TO DO
According to the passage on board oversight, in what decade were the considerations under Minnesota's multi-constituency statute introduced?
*** Opening READING TEXT ***
The duty of obedience requires board members to abide by the nonprofit’s policies and state and federal laws, Topp says.
When board members get management reports before board meetings, they should make an effort to determine what information they should have but did not receive, she says. A dashboard highlighting the status of issues can help directors identify financial, audit, or compliance trends or problems that need attention.
“Make sure you have the right board members and that you are assessing the makeup of your board in terms of the right level of experience and subject matter knowledge, diversity and inclusion,” Topp says.
Board members should never assume that fraud or scandal could not happen at their company, says Amy Seidel ’98, a partner in the Minneapolis office of Faegre Drinker. Seidel heads the firm’s public companies practice and advises public companies on corporate governance.
“Boards have to conduct oversight continuously so we don’t find ourselves in a situation where problems have festered and then a year later there’s a big exposé that indicates that the board was asleep at the switch,” she says.
Board members establish relationships with members of management, says Seidel. The audit committee chair, for example, could meet with the chief financial officer or the head of internal audit to get a sense of the culture and of possible risks.
As interest in ESG issues grows, boards should consider how they will oversee the risks and costs associated with climate change, address consumer preference for climate action, and identify business opportunities in that space, Seidel says.
“The focus on ESG has helped to advance the idea that the long-term value of our organization is going to be dependent on our relationships with our employees, customers, suppliers, and communities,” she says. Boards of businesses incorporated in Minnesota can consider such interests in making decisions under the state’s a multi-constituency statute. These considerations were introduced in the 1980s in response to takeover attempts aimed at the Dayton-Hudson Corp.
*** Closing READING TEXT ***
*** Opening EXERCISE DATA ***
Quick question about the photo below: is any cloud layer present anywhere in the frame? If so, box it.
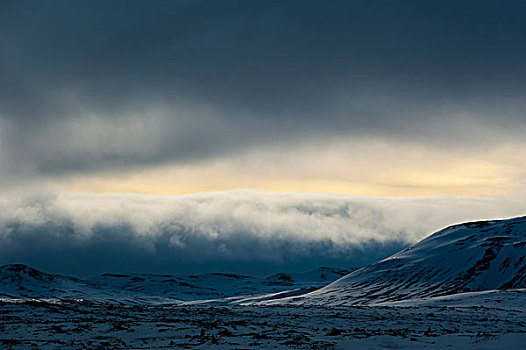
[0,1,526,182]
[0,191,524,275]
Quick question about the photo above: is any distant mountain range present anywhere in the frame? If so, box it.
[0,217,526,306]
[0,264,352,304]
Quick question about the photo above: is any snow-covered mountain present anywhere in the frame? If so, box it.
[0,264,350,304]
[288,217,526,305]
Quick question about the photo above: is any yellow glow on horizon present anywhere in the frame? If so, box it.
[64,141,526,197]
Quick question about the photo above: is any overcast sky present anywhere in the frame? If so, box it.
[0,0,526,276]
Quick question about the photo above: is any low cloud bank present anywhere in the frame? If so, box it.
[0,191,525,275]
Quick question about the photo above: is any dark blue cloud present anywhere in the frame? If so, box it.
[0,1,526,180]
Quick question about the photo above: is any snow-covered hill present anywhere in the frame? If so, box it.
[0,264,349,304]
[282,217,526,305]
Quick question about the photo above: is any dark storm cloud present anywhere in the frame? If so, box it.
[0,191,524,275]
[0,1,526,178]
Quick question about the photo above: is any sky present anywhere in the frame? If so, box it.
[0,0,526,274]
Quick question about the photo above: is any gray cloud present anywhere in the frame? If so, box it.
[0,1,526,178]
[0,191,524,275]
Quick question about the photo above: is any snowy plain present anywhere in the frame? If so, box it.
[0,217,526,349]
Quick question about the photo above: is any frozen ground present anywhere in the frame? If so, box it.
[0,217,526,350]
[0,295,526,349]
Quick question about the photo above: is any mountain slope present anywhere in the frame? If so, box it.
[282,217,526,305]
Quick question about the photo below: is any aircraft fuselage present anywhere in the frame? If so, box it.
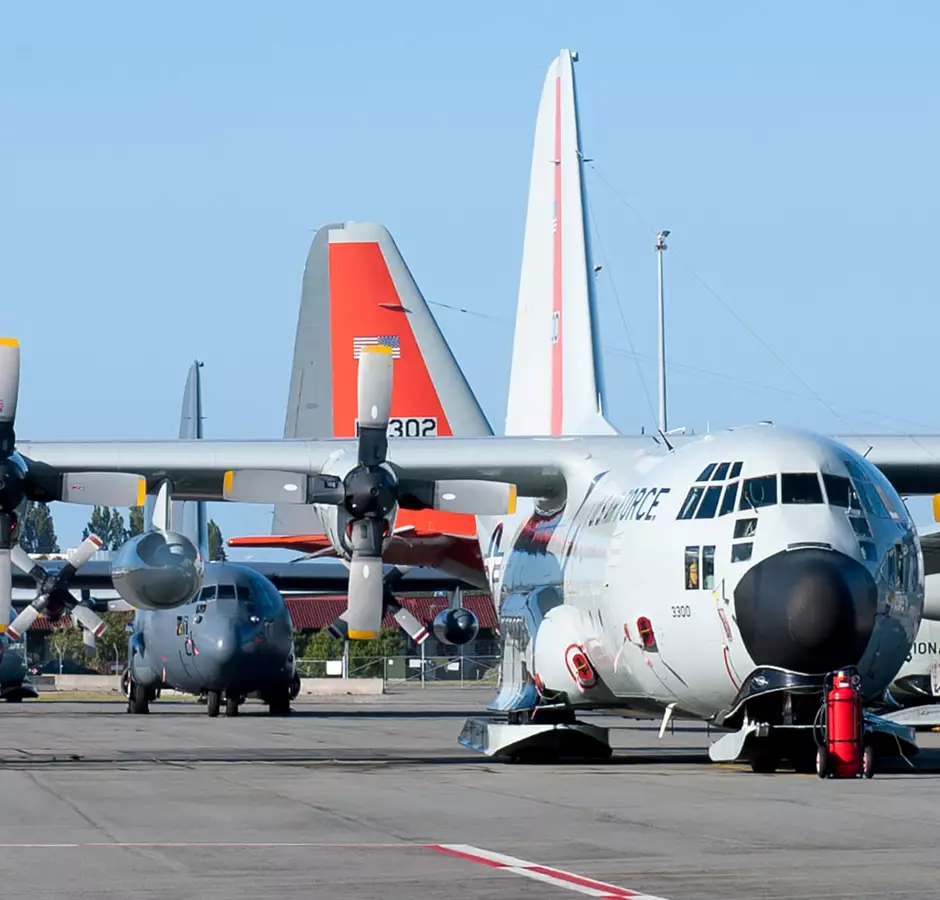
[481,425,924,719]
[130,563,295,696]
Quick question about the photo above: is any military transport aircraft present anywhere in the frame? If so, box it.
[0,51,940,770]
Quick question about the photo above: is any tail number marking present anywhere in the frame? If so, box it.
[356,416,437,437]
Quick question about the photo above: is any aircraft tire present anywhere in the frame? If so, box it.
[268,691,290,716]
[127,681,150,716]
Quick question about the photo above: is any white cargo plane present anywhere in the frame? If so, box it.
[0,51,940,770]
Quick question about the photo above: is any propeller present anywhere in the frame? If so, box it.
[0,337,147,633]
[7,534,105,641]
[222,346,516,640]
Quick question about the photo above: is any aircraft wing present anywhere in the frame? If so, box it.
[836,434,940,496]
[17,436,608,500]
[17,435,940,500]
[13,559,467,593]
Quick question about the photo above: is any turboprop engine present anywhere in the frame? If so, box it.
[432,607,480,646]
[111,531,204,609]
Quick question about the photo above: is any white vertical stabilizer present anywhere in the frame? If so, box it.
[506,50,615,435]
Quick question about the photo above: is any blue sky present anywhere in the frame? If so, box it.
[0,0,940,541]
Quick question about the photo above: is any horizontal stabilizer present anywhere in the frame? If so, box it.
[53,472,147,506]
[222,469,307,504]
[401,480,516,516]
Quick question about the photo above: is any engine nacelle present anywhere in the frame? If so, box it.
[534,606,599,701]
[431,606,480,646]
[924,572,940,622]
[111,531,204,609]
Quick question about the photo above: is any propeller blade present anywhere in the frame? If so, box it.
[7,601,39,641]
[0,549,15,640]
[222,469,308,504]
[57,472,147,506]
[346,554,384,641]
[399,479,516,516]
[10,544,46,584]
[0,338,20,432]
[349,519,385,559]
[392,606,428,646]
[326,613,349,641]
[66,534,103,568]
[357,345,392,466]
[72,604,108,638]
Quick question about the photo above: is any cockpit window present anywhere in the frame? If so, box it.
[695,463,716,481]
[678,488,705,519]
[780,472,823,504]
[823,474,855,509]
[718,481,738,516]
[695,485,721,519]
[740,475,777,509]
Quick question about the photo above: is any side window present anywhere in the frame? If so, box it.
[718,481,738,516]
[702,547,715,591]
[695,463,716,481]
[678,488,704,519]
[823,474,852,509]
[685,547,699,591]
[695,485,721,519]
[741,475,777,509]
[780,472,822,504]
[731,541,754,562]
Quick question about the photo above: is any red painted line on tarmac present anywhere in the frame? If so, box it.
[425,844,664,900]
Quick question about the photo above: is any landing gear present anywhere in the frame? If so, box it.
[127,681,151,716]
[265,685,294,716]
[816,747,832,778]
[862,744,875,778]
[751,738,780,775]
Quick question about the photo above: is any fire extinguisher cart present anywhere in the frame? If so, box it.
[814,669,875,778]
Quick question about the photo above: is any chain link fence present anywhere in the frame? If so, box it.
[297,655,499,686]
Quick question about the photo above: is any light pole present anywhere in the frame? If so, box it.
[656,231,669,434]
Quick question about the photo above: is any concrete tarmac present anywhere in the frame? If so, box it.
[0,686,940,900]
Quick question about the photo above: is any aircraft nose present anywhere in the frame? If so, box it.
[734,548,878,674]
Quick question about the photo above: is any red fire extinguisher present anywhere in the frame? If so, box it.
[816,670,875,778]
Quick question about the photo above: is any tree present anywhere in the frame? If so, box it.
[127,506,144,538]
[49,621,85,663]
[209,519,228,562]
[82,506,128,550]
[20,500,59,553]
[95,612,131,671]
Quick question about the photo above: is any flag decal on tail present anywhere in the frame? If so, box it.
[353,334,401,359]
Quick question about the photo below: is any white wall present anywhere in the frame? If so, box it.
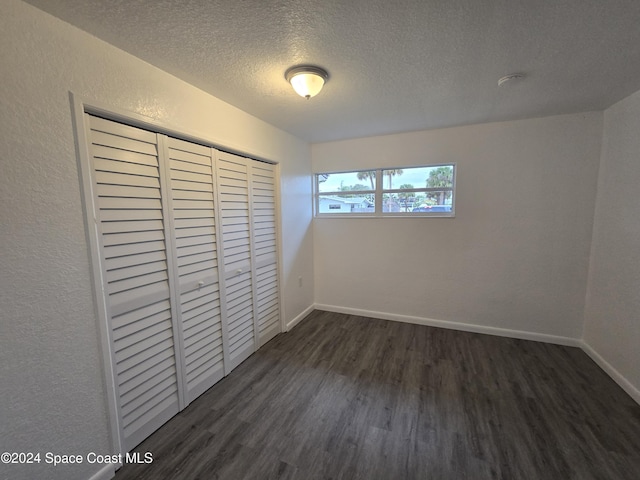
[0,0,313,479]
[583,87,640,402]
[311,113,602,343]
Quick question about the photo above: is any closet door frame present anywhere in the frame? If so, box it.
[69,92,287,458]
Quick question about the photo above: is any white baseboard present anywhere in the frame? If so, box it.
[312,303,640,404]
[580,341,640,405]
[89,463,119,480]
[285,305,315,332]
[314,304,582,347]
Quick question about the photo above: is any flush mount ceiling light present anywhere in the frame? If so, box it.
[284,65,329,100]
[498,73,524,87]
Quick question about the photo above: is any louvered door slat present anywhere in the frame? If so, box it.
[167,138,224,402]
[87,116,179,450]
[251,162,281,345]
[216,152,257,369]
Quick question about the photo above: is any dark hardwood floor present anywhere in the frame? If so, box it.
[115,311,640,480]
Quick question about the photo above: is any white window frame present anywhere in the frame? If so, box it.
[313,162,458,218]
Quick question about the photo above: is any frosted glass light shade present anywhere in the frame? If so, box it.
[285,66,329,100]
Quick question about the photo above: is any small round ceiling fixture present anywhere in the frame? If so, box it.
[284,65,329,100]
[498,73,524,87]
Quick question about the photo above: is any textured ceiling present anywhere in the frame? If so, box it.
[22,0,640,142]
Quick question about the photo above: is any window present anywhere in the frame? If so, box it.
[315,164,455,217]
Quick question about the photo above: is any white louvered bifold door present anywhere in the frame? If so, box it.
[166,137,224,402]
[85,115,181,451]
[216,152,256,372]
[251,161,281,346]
*** Closing EXERCISE DATA ***
SOLUTION
The 1980s.